Bulgarian 'racetrack' was FIA safety apoplexy version of 'Where's Waldo?'

BGTCC_Waldo
The Bulgarian Touring Car Championship was a short-lived race series in, as you may guess, the country of Bulgaria. As you may also guess, Bulgaria is a country that is a bit short on racetracks, having only Race Track Dracon, a fittingly austere circuit. So how does a race series exist in a country with no racetracks? Why, you make one out of the streets of a city like Veliko Tarnovo. Follow the jump for video of the race from onboard Atanas Bozhilov, Jr.’s (aka The Other Junior) Toyota Yaris, as most of the cars look to be B-segment hatchbacks.

The cars seem safe enough, but like any good Where’s Waldo? book, there’s a checklist of things to look for that would make the “track’s” unwitting insurer start shredding documents (Just kidding, insurance is for the weak) and the FIA make this a Grade 300 circuit (Lower grade = Safer).
In addition to the bozo in the lead image standing on the live racetrack, can you find:

  • A couple dozen unprotected trees
  • Spectators clustered in a bus shelter not behind any kind of barrier
  • “Tire walls” in front of light poles
  • A marshall who is one braking-zone punt away from being a flag-holding grease spot
  • The potential to get knocked directly into racecars going the opposite direction
  • Onramps. So many onramps. Can you count them?

■ **Given instruction A**
According to the article on the Bulgarian street race, what is the one racetrack Bulgaria has?
■ **Given instruction B**
Extend the article on the Bulgarian street race with a few sentences that pick up after its last line.

Rows from a segmentation dataset

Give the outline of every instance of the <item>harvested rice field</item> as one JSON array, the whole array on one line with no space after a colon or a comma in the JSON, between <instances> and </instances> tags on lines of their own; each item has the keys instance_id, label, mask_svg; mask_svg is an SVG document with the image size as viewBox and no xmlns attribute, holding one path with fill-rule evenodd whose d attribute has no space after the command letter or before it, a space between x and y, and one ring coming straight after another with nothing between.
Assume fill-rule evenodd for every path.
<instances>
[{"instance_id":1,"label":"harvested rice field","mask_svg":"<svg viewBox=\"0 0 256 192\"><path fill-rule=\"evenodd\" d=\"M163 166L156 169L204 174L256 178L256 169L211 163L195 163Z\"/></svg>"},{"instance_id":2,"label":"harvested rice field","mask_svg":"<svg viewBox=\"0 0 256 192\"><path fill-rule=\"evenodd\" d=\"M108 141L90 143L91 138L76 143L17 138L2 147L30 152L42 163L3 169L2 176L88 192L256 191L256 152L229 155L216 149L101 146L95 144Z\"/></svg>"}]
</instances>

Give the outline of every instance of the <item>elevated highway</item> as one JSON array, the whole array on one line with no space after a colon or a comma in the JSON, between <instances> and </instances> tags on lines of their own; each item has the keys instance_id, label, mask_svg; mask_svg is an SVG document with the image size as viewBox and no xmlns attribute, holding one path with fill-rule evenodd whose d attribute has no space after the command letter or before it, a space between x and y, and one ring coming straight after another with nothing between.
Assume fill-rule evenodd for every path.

■ **Final answer A**
Race Track Dracon

■ **Final answer B**
  • A hatchback that has explored the containment methods of a single tire laid on the ground and found it inadequate

Bulgaria was, at least in 2009, clearly in no danger of being called a Nanny State. In all actuality, the conditions here look a lot like what I’ve seen of early SCCA temporary street circuits from the 1950s, which were mostly employed until permanent circuits could be built. As racing is still very much a cottage industry in Europe outside of the northern and western parts of the continent, the motto for racing in Bulgaria must be akin to what an old boss told me while training me as a shift manager: “When a pint is holding a pint, it’s doing the best that it can.” (I later learned that was a misquoting of someone else, but the sentiment remains the same.)
But seriously, doesn’t this look like an absolute crap-ton of fun, “safety” aside? This is essentially what beaten-down suburban commuters like myself think about every day, carving mental racetracks out of our daily drive: “If only I could just hoon the everloving crap out of this car without worrying that someone driving a Rogue and yelling at their spouse on the phone will unexpectedly change lanes and push me into an un-tire-walled light pole near a man in a red windbreaker…”
 
A version of this story appeared on Per Schroeder’s short-lived GarageLove.com blog (before he moved to MotoIQ) a couple years ago, but this version is far superior. Sorry/not sorry, Per. Hat-tip to my good friend Mike Palmer for sending me this back then.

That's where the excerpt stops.